» **ENTRIES SHOWN**:
⟨
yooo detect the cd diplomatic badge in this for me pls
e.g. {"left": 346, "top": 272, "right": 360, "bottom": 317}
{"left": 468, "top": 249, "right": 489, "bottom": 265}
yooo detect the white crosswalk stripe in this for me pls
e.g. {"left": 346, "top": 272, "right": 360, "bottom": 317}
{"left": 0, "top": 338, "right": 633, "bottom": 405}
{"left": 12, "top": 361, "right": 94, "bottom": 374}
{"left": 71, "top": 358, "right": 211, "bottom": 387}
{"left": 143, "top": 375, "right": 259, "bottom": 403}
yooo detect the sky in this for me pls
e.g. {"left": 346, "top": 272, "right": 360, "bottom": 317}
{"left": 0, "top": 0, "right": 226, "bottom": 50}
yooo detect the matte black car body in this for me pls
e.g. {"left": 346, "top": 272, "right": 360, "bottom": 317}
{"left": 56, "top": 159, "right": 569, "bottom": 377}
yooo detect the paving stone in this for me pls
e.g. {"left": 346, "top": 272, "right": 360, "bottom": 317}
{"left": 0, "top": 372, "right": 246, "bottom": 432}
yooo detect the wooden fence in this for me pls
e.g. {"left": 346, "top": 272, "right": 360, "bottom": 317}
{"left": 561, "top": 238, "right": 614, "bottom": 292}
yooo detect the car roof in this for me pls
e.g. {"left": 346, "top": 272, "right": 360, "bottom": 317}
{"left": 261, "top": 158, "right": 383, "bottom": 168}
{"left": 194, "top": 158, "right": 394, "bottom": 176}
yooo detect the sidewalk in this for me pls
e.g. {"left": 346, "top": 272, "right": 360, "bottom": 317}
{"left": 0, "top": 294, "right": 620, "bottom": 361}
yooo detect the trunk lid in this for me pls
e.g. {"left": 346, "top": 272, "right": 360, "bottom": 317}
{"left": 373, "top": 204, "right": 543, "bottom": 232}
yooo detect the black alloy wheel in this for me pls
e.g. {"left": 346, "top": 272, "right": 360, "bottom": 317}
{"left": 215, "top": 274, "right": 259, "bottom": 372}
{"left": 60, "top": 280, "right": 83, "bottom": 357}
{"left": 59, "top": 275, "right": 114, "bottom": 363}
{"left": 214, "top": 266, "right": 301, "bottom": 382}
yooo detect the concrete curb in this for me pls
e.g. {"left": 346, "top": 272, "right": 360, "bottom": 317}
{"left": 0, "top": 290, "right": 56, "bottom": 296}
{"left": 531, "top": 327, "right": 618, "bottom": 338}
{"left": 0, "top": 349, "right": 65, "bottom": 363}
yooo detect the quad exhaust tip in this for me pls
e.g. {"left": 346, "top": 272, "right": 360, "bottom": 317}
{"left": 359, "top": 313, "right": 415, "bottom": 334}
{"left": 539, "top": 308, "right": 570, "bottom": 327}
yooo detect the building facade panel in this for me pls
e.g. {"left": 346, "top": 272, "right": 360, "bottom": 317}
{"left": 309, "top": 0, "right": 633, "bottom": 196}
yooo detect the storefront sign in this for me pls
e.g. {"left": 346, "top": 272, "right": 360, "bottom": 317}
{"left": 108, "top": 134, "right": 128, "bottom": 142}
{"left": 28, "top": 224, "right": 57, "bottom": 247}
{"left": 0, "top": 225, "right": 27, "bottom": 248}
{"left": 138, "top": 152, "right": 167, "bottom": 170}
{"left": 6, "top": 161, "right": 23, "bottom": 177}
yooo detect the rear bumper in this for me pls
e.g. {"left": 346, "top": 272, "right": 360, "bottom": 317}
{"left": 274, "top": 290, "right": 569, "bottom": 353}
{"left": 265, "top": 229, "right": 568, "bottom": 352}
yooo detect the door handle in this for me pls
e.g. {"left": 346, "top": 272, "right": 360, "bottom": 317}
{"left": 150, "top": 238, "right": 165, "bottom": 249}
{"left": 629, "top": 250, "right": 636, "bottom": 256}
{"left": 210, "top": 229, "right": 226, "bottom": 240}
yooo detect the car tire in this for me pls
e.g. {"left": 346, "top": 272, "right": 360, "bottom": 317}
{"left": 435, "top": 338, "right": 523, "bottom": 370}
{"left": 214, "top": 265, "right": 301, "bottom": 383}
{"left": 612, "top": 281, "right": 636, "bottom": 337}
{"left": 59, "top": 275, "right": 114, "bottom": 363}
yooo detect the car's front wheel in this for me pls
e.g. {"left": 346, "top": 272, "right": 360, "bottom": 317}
⟩
» **WORK ORDER**: Each line of the material that includes the string "black" is to be counted; give only the final number.

» **EXERCISE OUTPUT**: 2